▶ _Exercise brief_:
Wherever the word "dark" shows up in the data, report the line it sits in.
Data in this exercise Start Marker
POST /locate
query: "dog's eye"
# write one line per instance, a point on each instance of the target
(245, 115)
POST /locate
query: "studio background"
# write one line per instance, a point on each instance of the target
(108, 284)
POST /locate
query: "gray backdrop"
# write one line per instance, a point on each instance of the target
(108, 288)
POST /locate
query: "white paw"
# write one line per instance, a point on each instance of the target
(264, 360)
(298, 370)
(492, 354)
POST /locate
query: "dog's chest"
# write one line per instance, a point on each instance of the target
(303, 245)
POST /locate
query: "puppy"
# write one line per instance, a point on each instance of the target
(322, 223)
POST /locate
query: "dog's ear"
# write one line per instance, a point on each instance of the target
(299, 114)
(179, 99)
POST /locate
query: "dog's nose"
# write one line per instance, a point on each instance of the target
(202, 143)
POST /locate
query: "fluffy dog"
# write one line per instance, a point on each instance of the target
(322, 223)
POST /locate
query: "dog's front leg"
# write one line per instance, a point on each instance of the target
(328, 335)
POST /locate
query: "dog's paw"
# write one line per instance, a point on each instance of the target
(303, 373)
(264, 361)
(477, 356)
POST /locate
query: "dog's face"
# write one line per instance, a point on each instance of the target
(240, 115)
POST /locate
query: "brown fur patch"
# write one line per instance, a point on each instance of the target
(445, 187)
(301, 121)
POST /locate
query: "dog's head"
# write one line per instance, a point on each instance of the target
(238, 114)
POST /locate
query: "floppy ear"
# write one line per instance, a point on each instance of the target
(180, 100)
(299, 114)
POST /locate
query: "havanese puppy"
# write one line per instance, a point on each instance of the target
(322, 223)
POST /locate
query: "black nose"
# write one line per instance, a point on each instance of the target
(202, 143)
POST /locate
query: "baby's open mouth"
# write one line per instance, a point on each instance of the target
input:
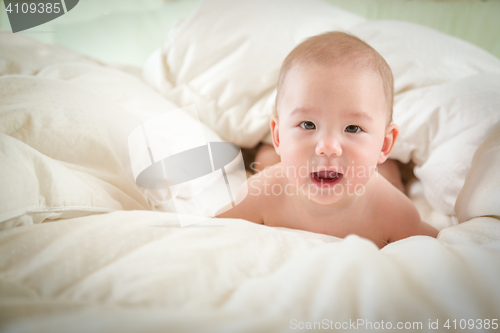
(326, 176)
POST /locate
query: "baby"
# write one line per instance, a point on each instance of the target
(331, 129)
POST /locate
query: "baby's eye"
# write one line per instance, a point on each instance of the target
(352, 129)
(307, 125)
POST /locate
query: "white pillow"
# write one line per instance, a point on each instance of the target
(480, 195)
(64, 142)
(60, 156)
(226, 58)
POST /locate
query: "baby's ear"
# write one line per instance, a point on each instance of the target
(275, 133)
(391, 134)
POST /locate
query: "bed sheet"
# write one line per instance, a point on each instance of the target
(133, 269)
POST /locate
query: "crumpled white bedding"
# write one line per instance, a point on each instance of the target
(63, 151)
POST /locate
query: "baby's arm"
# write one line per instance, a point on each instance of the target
(248, 207)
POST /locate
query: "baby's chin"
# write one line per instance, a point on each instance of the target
(326, 197)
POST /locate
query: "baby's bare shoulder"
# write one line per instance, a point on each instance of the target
(395, 211)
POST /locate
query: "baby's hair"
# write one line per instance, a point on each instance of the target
(336, 46)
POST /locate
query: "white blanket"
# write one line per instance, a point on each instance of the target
(226, 58)
(63, 145)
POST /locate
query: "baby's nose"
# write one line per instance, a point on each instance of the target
(329, 146)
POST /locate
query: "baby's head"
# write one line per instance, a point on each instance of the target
(333, 115)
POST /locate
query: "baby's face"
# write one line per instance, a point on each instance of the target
(331, 128)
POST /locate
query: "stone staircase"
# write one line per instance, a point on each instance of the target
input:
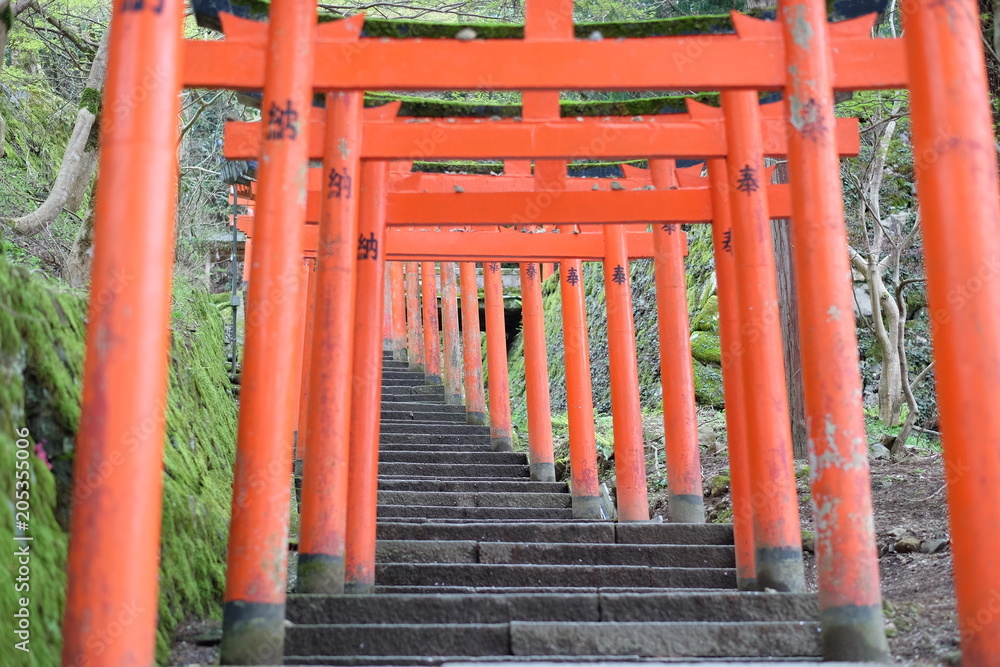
(475, 562)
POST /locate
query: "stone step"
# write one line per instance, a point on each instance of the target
(414, 406)
(453, 499)
(453, 470)
(564, 532)
(396, 447)
(568, 607)
(473, 513)
(434, 438)
(407, 416)
(401, 374)
(408, 551)
(417, 380)
(482, 575)
(455, 458)
(433, 485)
(411, 427)
(692, 640)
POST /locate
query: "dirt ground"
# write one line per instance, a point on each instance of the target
(910, 504)
(910, 510)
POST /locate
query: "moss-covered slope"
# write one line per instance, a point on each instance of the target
(42, 330)
(704, 320)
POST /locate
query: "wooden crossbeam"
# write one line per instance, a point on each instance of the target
(752, 58)
(698, 134)
(491, 246)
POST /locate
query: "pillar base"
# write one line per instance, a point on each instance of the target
(543, 472)
(853, 634)
(588, 508)
(359, 587)
(320, 574)
(502, 444)
(253, 633)
(781, 569)
(477, 419)
(686, 509)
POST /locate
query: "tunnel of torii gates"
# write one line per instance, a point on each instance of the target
(115, 530)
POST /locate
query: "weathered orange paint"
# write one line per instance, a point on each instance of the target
(778, 541)
(680, 423)
(956, 170)
(306, 364)
(323, 512)
(298, 359)
(536, 376)
(850, 599)
(754, 60)
(366, 389)
(727, 291)
(501, 437)
(472, 347)
(253, 615)
(452, 368)
(398, 296)
(630, 453)
(414, 321)
(432, 326)
(659, 136)
(118, 471)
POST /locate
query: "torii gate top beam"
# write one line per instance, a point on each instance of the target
(752, 58)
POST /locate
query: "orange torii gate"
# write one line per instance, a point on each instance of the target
(800, 54)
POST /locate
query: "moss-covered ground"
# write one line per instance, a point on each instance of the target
(42, 327)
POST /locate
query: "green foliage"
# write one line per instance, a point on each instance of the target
(41, 361)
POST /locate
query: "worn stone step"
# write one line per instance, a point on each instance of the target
(565, 532)
(474, 574)
(466, 551)
(453, 499)
(649, 555)
(533, 590)
(675, 640)
(453, 470)
(454, 458)
(433, 485)
(526, 638)
(473, 513)
(405, 416)
(403, 447)
(401, 373)
(467, 639)
(434, 438)
(436, 428)
(416, 406)
(577, 607)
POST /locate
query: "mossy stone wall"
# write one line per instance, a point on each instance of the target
(42, 329)
(703, 313)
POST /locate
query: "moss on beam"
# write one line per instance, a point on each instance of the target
(430, 108)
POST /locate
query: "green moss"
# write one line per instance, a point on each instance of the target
(434, 108)
(719, 486)
(91, 100)
(708, 385)
(707, 317)
(706, 347)
(41, 360)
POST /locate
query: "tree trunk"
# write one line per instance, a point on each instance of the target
(781, 233)
(77, 268)
(79, 160)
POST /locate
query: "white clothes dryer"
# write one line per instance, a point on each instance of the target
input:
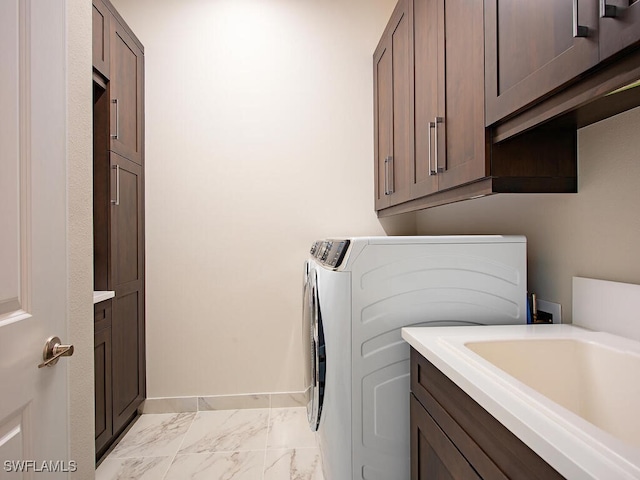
(358, 294)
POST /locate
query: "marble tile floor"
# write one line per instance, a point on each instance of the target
(256, 444)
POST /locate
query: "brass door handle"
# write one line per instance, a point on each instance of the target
(53, 350)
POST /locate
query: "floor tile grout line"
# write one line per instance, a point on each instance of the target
(184, 436)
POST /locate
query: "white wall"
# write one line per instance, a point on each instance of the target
(80, 237)
(593, 233)
(259, 140)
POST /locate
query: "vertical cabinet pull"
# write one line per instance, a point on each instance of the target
(608, 11)
(438, 120)
(388, 175)
(116, 202)
(117, 135)
(432, 171)
(578, 30)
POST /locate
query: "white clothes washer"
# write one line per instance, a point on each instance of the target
(358, 294)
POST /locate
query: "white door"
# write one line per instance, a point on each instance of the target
(33, 275)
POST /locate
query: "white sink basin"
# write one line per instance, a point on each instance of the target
(596, 382)
(572, 395)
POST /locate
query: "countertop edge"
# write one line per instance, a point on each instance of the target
(563, 450)
(102, 295)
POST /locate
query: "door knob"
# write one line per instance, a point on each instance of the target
(53, 350)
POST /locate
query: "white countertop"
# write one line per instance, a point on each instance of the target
(574, 447)
(101, 296)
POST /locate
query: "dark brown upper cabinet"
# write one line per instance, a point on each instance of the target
(118, 222)
(534, 48)
(101, 31)
(126, 94)
(450, 156)
(557, 56)
(392, 83)
(619, 26)
(450, 140)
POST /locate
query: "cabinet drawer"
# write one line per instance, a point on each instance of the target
(101, 27)
(491, 448)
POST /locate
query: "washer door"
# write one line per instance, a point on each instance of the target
(313, 343)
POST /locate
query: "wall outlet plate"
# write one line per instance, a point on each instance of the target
(553, 309)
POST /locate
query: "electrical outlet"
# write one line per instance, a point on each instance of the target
(553, 309)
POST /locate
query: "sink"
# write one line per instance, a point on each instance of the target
(594, 381)
(570, 394)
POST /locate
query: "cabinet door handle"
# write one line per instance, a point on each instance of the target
(438, 120)
(388, 175)
(578, 30)
(116, 202)
(117, 135)
(432, 171)
(608, 11)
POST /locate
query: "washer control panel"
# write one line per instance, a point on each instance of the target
(330, 253)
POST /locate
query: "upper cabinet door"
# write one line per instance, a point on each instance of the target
(393, 109)
(101, 30)
(126, 87)
(533, 48)
(619, 25)
(428, 93)
(461, 130)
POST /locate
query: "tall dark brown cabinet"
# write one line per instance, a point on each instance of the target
(431, 143)
(118, 223)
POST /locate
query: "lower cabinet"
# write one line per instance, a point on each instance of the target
(119, 366)
(452, 437)
(103, 375)
(433, 455)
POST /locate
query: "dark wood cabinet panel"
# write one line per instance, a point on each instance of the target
(533, 49)
(127, 280)
(127, 230)
(393, 110)
(127, 334)
(619, 26)
(428, 93)
(101, 30)
(490, 448)
(126, 90)
(433, 455)
(464, 155)
(118, 208)
(103, 378)
(452, 147)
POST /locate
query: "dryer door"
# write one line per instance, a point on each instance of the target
(313, 342)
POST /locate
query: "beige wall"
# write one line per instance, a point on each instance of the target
(80, 236)
(594, 233)
(259, 140)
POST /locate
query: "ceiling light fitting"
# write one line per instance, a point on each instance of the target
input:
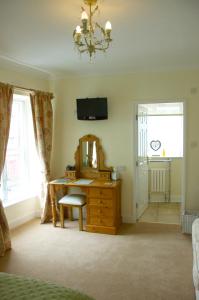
(86, 36)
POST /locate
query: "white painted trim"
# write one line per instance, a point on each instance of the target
(135, 139)
(22, 220)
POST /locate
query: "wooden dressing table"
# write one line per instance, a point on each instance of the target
(103, 195)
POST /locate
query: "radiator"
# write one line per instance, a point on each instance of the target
(158, 180)
(187, 220)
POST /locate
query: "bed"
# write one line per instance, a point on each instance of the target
(19, 287)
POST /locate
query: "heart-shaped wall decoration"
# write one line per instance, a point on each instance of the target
(155, 145)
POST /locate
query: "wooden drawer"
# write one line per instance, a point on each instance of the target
(101, 221)
(106, 203)
(95, 211)
(100, 193)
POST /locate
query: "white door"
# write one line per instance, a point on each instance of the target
(142, 162)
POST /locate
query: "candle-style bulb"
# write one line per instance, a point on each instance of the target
(108, 26)
(84, 16)
(78, 29)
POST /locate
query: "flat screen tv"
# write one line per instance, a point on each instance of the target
(92, 109)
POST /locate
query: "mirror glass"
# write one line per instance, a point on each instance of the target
(89, 154)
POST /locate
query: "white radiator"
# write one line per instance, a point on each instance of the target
(187, 220)
(158, 180)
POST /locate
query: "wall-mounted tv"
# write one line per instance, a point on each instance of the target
(92, 109)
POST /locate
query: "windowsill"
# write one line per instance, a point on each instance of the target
(11, 203)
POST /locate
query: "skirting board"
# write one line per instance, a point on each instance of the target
(21, 220)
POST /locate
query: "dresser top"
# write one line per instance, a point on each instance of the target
(79, 183)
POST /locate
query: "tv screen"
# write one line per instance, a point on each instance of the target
(92, 109)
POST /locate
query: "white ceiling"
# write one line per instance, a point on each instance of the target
(148, 35)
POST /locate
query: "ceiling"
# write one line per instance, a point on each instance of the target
(148, 35)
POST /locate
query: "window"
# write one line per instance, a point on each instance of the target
(20, 178)
(168, 130)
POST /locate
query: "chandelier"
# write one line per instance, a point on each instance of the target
(90, 36)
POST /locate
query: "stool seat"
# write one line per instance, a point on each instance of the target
(70, 201)
(74, 199)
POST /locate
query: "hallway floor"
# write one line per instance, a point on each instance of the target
(166, 213)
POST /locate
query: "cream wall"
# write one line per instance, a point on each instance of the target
(117, 133)
(22, 212)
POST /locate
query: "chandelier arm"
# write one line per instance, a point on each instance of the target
(101, 28)
(103, 48)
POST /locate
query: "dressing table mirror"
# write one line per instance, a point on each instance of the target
(103, 196)
(90, 160)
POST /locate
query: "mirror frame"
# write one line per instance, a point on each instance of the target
(85, 172)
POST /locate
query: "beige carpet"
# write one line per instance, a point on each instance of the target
(145, 261)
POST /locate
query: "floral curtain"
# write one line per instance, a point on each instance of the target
(43, 123)
(6, 99)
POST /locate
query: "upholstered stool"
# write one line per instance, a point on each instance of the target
(70, 201)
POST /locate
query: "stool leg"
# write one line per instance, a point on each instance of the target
(80, 219)
(70, 212)
(62, 215)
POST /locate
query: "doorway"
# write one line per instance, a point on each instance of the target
(160, 163)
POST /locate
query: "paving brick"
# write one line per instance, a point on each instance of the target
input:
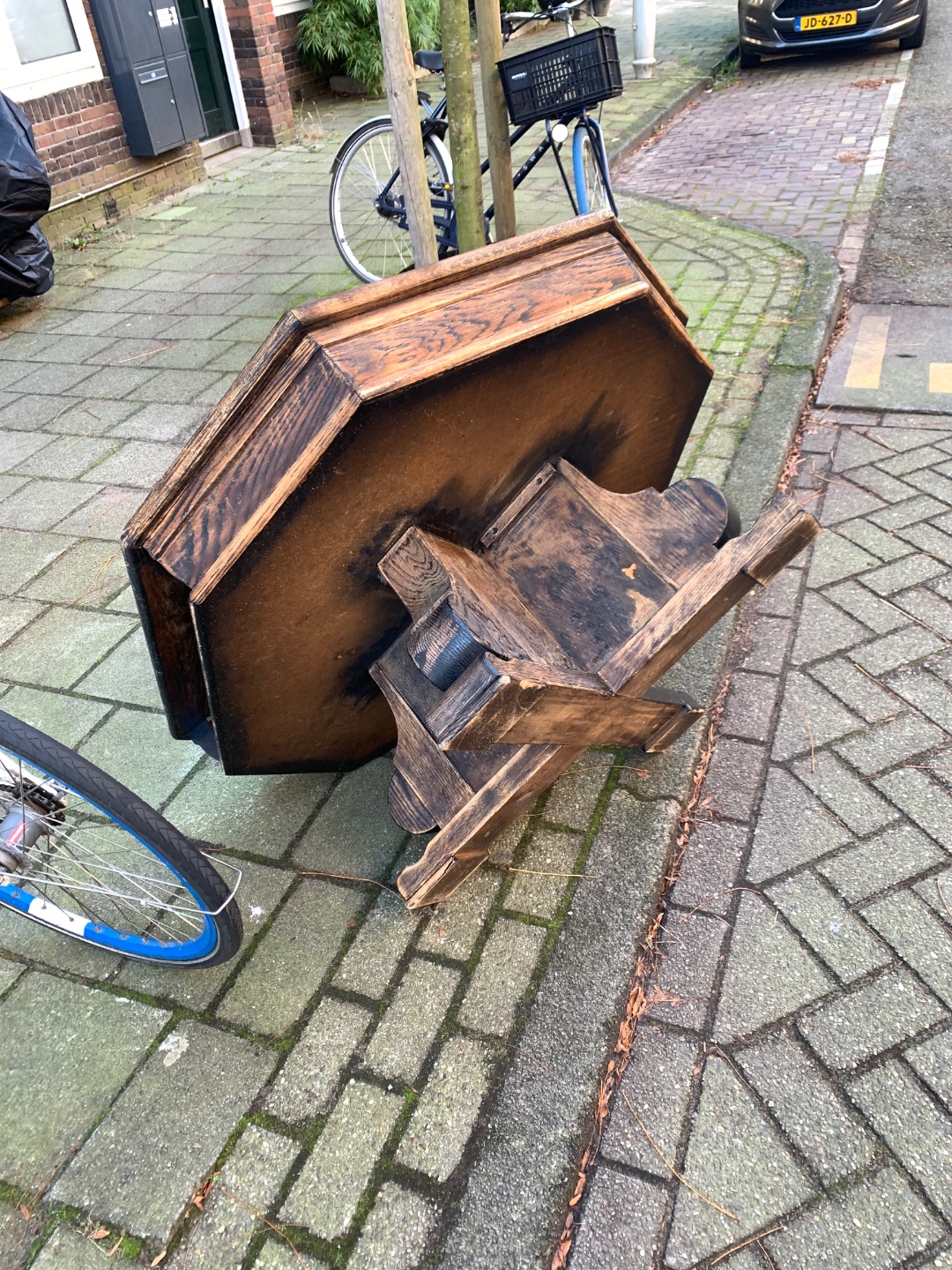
Data in this exercise End Marker
▶ _Output for this task_:
query: "dark brown upper cabinet"
query: "tall dark brown cabinet"
query: "dark wood cabinet panel"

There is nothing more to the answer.